SELECTION ▸
Valentine, for his part, told the LAT he believes the law is "poorly written and discriminatory": "As a California resident I don't believe I should be disadvantaged in collecting or reselling art... I'm a big believer that there should be some kind of national royalty here, like in France, but I don't see any reason why I should have to pay in a situation when other collectors do not."
Earlier this year Valentine's lawyers moved the case to federal court by arguing the law interferes with the Copyright Act of 1976 — the same argument Christie's and Sotheby's are expected to use if the class action suits against them go forward — but a U.S. district court judge sent the case back to state court.
"This law is not enforced," Grotjahn noted. "To collect your money, you have to get a lawyer. It's a pain in the neck and it's expensive. Most artists don't have the money to do this."

DATA EXCERPTS ▸

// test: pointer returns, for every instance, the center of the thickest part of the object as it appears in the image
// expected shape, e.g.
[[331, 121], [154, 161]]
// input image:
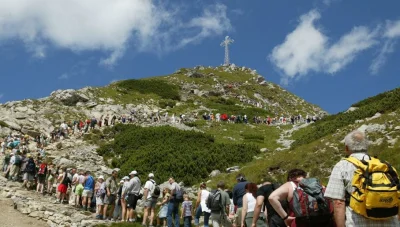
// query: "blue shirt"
[[238, 193]]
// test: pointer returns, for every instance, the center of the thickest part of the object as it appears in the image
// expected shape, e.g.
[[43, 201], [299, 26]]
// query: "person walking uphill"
[[173, 205], [219, 202], [151, 194], [238, 192], [88, 190], [111, 195], [342, 190], [133, 190]]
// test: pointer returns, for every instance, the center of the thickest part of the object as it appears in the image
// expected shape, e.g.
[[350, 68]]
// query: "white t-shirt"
[[150, 184]]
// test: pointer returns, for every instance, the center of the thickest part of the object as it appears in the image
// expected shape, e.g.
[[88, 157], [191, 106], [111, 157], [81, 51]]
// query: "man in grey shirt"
[[220, 218], [133, 190]]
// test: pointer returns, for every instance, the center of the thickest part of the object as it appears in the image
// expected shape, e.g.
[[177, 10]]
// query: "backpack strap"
[[357, 163]]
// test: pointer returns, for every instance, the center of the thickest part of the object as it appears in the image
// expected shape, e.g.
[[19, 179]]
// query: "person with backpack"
[[111, 195], [41, 177], [238, 193], [364, 189], [133, 192], [100, 192], [15, 162], [151, 193], [62, 188], [29, 172], [249, 203], [273, 219], [173, 205], [218, 202], [201, 206], [307, 205], [88, 189]]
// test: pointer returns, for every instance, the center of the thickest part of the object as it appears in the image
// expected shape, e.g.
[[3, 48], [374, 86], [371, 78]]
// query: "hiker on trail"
[[162, 214], [74, 182], [63, 186], [50, 179], [133, 190], [29, 172], [88, 189], [150, 196], [307, 205], [117, 215], [249, 203], [173, 205], [219, 213], [111, 194], [79, 188], [100, 192], [201, 206], [124, 197], [186, 213], [274, 220], [41, 177], [340, 186], [15, 163], [238, 192]]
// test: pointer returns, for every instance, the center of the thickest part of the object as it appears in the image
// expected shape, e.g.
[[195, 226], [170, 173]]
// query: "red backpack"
[[42, 168]]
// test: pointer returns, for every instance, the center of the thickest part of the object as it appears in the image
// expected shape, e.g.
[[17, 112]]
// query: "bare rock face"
[[69, 97]]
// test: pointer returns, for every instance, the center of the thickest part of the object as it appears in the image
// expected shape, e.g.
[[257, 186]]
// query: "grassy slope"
[[319, 156]]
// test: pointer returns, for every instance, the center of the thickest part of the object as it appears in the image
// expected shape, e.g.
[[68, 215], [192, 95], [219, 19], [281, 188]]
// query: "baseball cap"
[[134, 172]]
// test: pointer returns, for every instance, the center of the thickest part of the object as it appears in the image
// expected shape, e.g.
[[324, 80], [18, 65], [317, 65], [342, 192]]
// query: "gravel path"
[[12, 218]]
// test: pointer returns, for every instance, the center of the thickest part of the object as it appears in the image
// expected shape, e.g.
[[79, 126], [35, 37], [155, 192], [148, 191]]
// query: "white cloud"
[[308, 49], [110, 26], [390, 34], [64, 76]]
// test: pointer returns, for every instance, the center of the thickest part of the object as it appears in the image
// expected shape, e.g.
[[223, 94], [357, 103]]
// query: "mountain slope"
[[317, 151]]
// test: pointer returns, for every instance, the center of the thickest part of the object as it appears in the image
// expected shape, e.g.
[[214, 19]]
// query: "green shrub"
[[155, 86], [188, 156], [382, 103]]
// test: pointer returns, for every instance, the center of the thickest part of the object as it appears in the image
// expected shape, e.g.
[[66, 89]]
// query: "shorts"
[[132, 201], [109, 200], [99, 201], [42, 178], [150, 202], [79, 189], [62, 188], [28, 177], [87, 193]]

WRITTEN INSTRUCTION ▸
Please extend the passage on the art resale royalty dispute, picking up right after its last sentence. The rows can be set aside.

RESPONSE TO THIS EXERCISE ▸
Grotjahn's suit also draws attention to the fact that auction houses are not the only institutions that can be held liable for failure to comply with the resale law. "Everybody in theory is susceptible to the fee," dealer Tim Nye, who specializes in work by California artists from the '60s and '70s, told ARTINFO following news of the class action suit against Christie's and Sotheby's last week. "I haven't always had the artists enforce it, but I always ask them if they expect the fee."
It remains to be seen whether secondary galleries are the next art-world population to have to answer to the resale royalty act. "I think the law was really enacted to — and this may apply to artists like Chuck Close — when there is a massive profit from a long period of time and the reseller stands to make a huge profit," Nye said. "I don't think the law was intended... for dealers like myself who are making offers at super thin margins."